[Stored items from a collection]

* * * *

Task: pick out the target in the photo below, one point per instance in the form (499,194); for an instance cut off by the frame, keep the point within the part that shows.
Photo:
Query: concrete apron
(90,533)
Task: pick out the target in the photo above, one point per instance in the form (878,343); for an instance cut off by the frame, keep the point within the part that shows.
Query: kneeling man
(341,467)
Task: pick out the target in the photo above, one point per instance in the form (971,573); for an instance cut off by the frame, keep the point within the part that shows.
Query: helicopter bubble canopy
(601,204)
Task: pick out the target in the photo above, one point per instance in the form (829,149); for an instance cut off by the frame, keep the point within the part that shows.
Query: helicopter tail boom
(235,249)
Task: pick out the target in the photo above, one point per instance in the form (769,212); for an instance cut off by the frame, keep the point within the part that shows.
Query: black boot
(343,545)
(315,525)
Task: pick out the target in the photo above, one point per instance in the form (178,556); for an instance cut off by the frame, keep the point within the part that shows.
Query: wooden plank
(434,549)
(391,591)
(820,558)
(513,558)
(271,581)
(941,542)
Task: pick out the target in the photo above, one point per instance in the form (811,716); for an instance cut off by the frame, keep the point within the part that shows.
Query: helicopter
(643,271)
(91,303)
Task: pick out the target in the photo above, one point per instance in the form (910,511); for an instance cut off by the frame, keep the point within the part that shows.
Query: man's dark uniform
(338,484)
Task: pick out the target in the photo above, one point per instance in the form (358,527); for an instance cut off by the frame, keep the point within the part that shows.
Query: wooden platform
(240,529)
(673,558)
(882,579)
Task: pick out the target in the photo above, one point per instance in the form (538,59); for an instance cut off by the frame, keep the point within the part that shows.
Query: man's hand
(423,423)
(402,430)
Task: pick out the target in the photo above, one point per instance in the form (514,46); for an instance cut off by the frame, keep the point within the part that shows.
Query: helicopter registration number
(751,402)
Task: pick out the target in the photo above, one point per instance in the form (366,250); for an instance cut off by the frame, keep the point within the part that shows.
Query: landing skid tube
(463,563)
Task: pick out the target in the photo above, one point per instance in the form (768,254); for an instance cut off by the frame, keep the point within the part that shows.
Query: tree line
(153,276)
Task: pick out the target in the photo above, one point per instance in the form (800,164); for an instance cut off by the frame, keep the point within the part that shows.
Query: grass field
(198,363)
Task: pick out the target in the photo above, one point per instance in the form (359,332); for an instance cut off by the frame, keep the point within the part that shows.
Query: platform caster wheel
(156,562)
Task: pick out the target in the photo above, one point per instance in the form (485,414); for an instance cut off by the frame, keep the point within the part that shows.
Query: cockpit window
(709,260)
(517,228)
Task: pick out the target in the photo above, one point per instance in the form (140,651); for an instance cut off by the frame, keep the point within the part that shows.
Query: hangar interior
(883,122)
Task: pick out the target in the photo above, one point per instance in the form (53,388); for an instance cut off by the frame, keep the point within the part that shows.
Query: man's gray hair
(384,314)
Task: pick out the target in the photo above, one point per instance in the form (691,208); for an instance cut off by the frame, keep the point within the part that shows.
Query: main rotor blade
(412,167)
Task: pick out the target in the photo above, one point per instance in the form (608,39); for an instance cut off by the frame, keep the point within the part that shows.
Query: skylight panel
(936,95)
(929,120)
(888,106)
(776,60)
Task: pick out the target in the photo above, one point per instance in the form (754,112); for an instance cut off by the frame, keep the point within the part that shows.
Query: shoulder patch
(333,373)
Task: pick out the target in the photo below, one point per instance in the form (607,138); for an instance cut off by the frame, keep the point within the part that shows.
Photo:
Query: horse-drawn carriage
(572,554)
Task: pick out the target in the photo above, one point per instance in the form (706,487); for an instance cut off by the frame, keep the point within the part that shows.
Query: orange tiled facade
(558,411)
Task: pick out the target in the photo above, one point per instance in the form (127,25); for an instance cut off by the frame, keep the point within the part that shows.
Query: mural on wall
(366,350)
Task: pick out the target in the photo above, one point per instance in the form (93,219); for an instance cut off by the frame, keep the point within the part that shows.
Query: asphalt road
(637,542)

* * * *

• **Stated goal**: Return all the data above once more, precisely as given.

• **Written solution**:
Task: pick out the target in the photo below, one point per instance in the form (499,194); for an instance cut off by the frame, keep the point within the part that shows.
Photo:
Query: concrete apron
(90,533)
Task: pick out the target in the photo above, one point per instance in the form (878,343); for an instance cut off by the frame, keep the point within the part that shows.
Query: kneeling man
(341,467)
Task: pick out the target in the photo above, one point per instance in the form (971,573); for an instance cut off by the frame, keep the point within the part that shows.
Query: helicopter bubble canopy
(601,204)
Task: pick out the target in the photo above, one point per instance in the form (829,149); for an instance cut off by the frame, keep the point within the part that shows.
Query: helicopter tail boom
(235,249)
Task: pick out the target in the photo above, one point per instance in the form (769,212); for an instance cut off by the frame, keep the point within the part that shows.
Query: black boot
(343,545)
(315,525)
Task: pick out the target in the photo above, one point per instance in the form (178,556); for an instance cut off by the frame, keep the point within the part that shows.
Query: wooden plank
(434,549)
(391,591)
(820,558)
(513,558)
(271,581)
(941,542)
Task: pick out the target in the photo above, one point per instance in the form (811,716); for an instance cut off by the frame, keep the point within the part that shows.
Query: helicopter
(643,271)
(91,303)
Task: pick out the target in the photo above, one point per instance in the form (910,511); for an instance cut off by the frame, keep the point within the part that shows.
Query: man's dark uniform
(338,484)
Task: pick out the target in the photo above, one point per instance in the form (358,527); for an instance cut off by the frame, keep the point within the part that shows.
Query: wooden platform
(240,529)
(673,558)
(882,579)
Task: pick out the target in the photo above, one point per instance in the form (538,59); for an instance cut off by the frame, keep the point within the part that shows.
Query: man's hand
(423,423)
(402,430)
Task: pick out the target in the photo above, one point per instance in the form (514,46); for an instance cut off by the frame, keep the point within the part that shows.
Query: helicopter registration number
(751,402)
Task: pick out the target in the photo above, one point per instance in the form (366,250); for an instance cut off by the frame, keep the point within the part that shows.
Query: landing skid tube
(463,563)
Task: pick out the target in the photo above, one point per instance in the form (768,254); for an instance cut off by the frame, keep the point within the part that shows.
Query: tree line
(153,276)
Task: pick out the target in the photo above, one point per instance in the form (800,164); for an instance cut off by the frame, keep the point within the part that shows.
Query: grass field
(198,363)
Task: pick out the target in the photo above, one point per instance in the form (359,332); for an instance cut off by the frame, keep the point within the part that shows.
Query: platform caster wheel
(156,562)
Task: pick out the target in the photo above, one point per instance in the form (485,414); for an instance cut off by the frame, keep the point within the part that shows.
Query: cockpit window
(709,260)
(517,228)
Task: pick out the target in the photo above, one point per instance in the form (140,651); for an instance cut off by the frame, keep the point within the part that shows.
Query: hangar interior
(883,122)
Task: pick out the target in the photo above, one point per instance in the form (53,388); for an instance cut off by the frame, keep the point within the part that shows.
Query: man's gray hair
(384,314)
Task: pick out the target in the photo above, one point per instance in the form (691,208); for an instance cut off by the frame, keep the point within the part that shows.
Query: main rotor blade
(412,167)
Task: pick out the target in the photo above, one point per instance in the form (608,39); for an instance cut off by the frame, keep the point within the part that shows.
Query: skylight panel
(936,95)
(929,120)
(888,106)
(776,60)
Task: pick out the target in the photo above, one point per instance in the form (754,112); for an instance cut off by the frame, keep the point within the part that shows.
Query: shoulder patch
(333,373)
Task: pick out the target in the photo below, one point per instance in the form (607,138); for an instance cut off by the frame, keep the point within the part that shows.
Photo:
Query: horse-drawn carriage
(572,554)
Task: pick out the target in the photo above, one point per instance in the form (706,487); for an instance cut off by the frame, keep the point within the part that shows.
Query: orange tiled facade
(558,411)
Task: pick out the target in the photo above, one point per instance in the form (127,25); for an instance cut off by the frame, keep the point within the part that shows.
Query: mural on wall
(366,350)
Task: pick out the target in the photo above, one point per instance in the form (93,219); for an instance cut off by the frame, keep the point within the part that shows.
Query: asphalt road
(637,542)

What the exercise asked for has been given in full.